**Task:** Reproduce all of the lines below word for word.

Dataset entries

======

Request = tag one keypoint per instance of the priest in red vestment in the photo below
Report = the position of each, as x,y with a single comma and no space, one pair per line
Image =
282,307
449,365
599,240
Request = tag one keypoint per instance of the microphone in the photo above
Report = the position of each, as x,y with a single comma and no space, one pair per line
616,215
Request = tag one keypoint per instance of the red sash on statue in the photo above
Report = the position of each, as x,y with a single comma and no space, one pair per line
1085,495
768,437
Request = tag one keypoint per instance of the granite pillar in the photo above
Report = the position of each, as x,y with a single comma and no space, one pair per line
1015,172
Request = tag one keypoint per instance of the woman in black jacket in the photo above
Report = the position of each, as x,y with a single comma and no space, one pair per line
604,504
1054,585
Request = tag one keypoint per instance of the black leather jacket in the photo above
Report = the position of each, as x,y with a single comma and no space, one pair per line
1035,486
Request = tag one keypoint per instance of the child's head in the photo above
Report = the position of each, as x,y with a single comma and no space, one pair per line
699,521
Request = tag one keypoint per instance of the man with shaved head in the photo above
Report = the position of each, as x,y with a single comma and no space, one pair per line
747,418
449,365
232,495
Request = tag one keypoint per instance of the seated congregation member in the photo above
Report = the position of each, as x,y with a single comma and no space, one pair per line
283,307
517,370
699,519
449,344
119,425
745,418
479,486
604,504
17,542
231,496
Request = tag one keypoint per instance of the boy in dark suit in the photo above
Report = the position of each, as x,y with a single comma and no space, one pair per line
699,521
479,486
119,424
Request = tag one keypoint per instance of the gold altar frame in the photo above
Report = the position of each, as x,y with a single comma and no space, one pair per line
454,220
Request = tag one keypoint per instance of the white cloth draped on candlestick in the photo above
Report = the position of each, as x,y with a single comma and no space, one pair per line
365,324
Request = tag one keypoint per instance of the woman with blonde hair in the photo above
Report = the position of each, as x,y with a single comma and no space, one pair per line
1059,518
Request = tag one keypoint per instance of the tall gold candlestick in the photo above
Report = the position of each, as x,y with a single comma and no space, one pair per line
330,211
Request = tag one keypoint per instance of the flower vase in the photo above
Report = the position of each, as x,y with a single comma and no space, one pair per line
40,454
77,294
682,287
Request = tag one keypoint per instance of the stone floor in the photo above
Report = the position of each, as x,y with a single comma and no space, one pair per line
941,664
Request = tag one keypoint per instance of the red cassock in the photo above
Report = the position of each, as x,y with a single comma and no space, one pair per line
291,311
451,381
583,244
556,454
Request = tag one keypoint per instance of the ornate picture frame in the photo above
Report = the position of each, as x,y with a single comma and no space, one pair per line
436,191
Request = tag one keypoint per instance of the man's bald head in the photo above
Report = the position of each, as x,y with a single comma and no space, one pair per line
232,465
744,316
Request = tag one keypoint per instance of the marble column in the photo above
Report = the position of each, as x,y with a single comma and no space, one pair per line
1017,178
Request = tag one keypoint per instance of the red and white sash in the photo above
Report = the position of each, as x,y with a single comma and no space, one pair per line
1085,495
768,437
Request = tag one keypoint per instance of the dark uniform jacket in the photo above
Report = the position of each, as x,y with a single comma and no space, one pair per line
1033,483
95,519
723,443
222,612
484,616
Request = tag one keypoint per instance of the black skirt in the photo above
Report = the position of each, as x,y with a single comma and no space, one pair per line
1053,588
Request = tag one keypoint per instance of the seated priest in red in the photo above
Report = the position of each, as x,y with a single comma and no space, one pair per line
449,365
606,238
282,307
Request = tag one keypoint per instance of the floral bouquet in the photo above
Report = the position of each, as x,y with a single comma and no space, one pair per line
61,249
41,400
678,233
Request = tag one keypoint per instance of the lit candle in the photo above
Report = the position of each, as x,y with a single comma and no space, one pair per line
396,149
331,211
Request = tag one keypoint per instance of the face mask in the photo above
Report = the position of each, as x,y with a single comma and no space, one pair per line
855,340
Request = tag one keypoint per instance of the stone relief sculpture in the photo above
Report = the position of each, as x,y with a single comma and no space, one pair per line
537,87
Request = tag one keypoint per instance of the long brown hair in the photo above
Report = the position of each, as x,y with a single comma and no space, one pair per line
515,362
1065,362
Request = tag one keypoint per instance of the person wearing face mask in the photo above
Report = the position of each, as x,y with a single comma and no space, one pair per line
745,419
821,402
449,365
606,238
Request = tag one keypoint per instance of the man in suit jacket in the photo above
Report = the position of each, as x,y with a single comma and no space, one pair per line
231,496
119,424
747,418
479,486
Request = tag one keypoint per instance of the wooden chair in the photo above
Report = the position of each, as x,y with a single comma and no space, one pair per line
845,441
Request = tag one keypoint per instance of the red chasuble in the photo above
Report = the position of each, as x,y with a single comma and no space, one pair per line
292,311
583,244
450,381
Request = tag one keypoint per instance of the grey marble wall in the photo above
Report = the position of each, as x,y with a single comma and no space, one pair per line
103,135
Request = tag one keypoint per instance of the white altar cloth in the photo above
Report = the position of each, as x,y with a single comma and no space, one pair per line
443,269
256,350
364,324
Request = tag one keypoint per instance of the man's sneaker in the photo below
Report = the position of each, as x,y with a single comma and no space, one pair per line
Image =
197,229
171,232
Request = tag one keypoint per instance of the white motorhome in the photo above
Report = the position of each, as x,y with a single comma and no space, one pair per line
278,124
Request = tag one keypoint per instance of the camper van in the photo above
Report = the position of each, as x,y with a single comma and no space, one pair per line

======

**Task output:**
Request = tag one keypoint per instance of the priest in red vestment in the photo below
Report = the position of each, as x,y with a single comma and no space, one pair per line
Image =
282,307
449,365
599,240
Request = tag one keypoint per instance of the microphone in the photo above
Report = the position of each, as x,y with a single comma and no space, one pair per line
616,215
Request = tag one keypoint per instance of the red sash on statue in the photo above
Report = the position of each, as x,y with a single comma and no space, one pair per line
1085,495
768,437
Request = tag one keypoint per instance of the granite pillar in the photo above
Report = the position of each, as x,y with a single comma and no space, one pair per line
1015,172
Request = tag one keypoint per instance of the woman in black jacket in the photo above
Report = the position of each, as x,y with a single comma and no space, one pair per line
604,504
1054,585
Request = tag one keypoint per instance of the black leather jacket in the photo above
Report = the position of each, as x,y with a single comma and no space, one pair per line
1035,486
Request = tag one keypoint per instance of the child's head in the photo above
Report = the position of each, as x,y with a single comma and no space, one pair per line
699,521
Request = tag one keypoint per instance of the man with shaved head in the photo above
Report = the position of each, as x,y with a single comma and no space, one pair per line
747,418
449,365
232,495
Request = tag one keypoint per instance of the seated congregation member in the photo above
Report = the position of each, as x,y with a single comma and no space, one pair per line
283,307
517,370
699,519
449,344
119,425
745,418
479,486
604,504
17,542
231,496
Request = tag one keypoint per instance of the boy in dark suit in the photo above
Report = the position of each, as x,y with a single comma and no space, one pair per line
699,521
479,486
119,424
Request = tag one keypoint per instance of the gold altar frame in the photo above
Report = the position of each, as x,y with a single comma and no space, one pair per line
454,220
Request = tag one keypoint per instance of the white cloth draped on candlestick in the photo above
Report = the position of each, as x,y with a single comma and no space, one pair per line
365,324
Request = tag one keypoint per instance of the woman with blonde hair in the photo above
Report = the position of each, as x,y with a single comma and no space, one pair per line
1059,518
Request = tag one keypoint per instance of the tall gold candlestick in the photo above
Report = the position of each, as x,y with a single comma and no space, one pair per line
330,211
Request = tag one keypoint per instance of the flower vase in the photo above
Report = the position of each, as x,y with a single comma and no space, one pair per line
40,454
77,294
682,287
Request = tag one keypoint per instance of the stone floor in the photo above
Report = the position of each, as x,y with a single comma and no space, one pair per line
941,664
Request = tag one keypoint per instance of the red cassock in the photo above
Report = the position of each, as x,y with a single comma and no space, one pair per line
291,311
451,381
583,244
556,454
Request = tag one keypoint per instance of the ornate picture frame in the photo above
Report = the position of each, as x,y with a single comma and no space, one pair per line
436,191
Request = tag one keypoint per instance of the man's bald head in the photo above
Report = the position of each, as x,y with a single comma and no space, one pair per line
232,465
744,316
Request = tag one keypoint per instance of the marble column in the photo above
Report = the position of each, as x,y with a single comma and no space, one pair per line
1017,178
Request = tag one keypoint per instance of the red and white sash in the photo above
Report = the position of each, as x,y with a single comma and no space, one pair per line
1085,495
768,437
Request = tag one keypoint per instance of the dark uniform jacket in the photo above
Report = the position of each, as x,y with a single comma and no space, one pair per line
1033,483
95,519
723,443
222,612
484,616
Request = tag one keypoint per instance of the black skirt in the photo above
Report = the position of each, as x,y with a single comma and no space, one pair per line
1053,588
Request = tag one keypoint per instance of the seated priest in red in the photo above
Report = the position of each, as x,y with a single comma and no space, one pair per line
449,365
606,238
282,307
Request = tag one keypoint per instance of the floral bouquet in the photo above
Report = the position of each, as x,y with a single comma and no space, one pair per line
61,249
41,400
678,233
Request = tag one keypoint per instance of the lit candle in the photo above
Report = the position of each, as x,y with a single comma and no space, one pair per line
396,149
331,211
Request = tag one keypoint per instance of the face mask in the photo above
Report = the position of each, as x,y with a single comma and no space, one pair per line
855,340
Request = tag one keypoint per instance of the stone relief sculpture in the photo above
Report = the position of each, as x,y with a single comma and no space, one pair per line
537,87
Request = tag one keypoint per instance of the long brown hair in the photo above
Report = the position of each, as x,y with a single comma and no space, one pair per line
515,362
1065,362
Request = tag one keypoint per instance of the person wearing face mask in the photo above
Report = the position of each, as x,y with a single comma and no space, one pair per line
745,419
821,402
449,365
606,238
Request = tag one keypoint per instance of the man in suit jacket in the photo above
Report = the position of each, as x,y with a single comma and no space, one pair per line
231,496
119,424
747,418
479,486
Request = tag one keypoint per instance of the wooden chair in the photo above
Report = the position of each, as x,y with a single comma and no space, one pair per line
845,441
Request = tag one keypoint per instance of the red chasuble in the photo above
Report = the position of each, as x,y with a single comma and no space, one pair per line
292,311
583,244
450,381
Request = tag one keypoint per instance of the grey marble wall in the photo above
Report = the position of each, as x,y with a single comma and no space, one pair per line
103,135
Request = tag one keypoint per instance of the white altar cloth in the photo above
Report = the position of each, as x,y with a single comma and no space, one pair per line
443,269
256,350
364,324
Request = tag one keypoint per instance of the man's sneaker in the photo below
Report = the position of each, as x,y with a single comma and no space, one pair per line
Image =
197,229
171,232
Request = tag one keypoint per instance of the white motorhome in the photo above
Report = the position of each, as x,y with a single comma and no space, one pair per line
278,124
Request = tag one keypoint per instance of the camper van in the photo above
Report = the position of each, as x,y with a single comma and no space, one pair per line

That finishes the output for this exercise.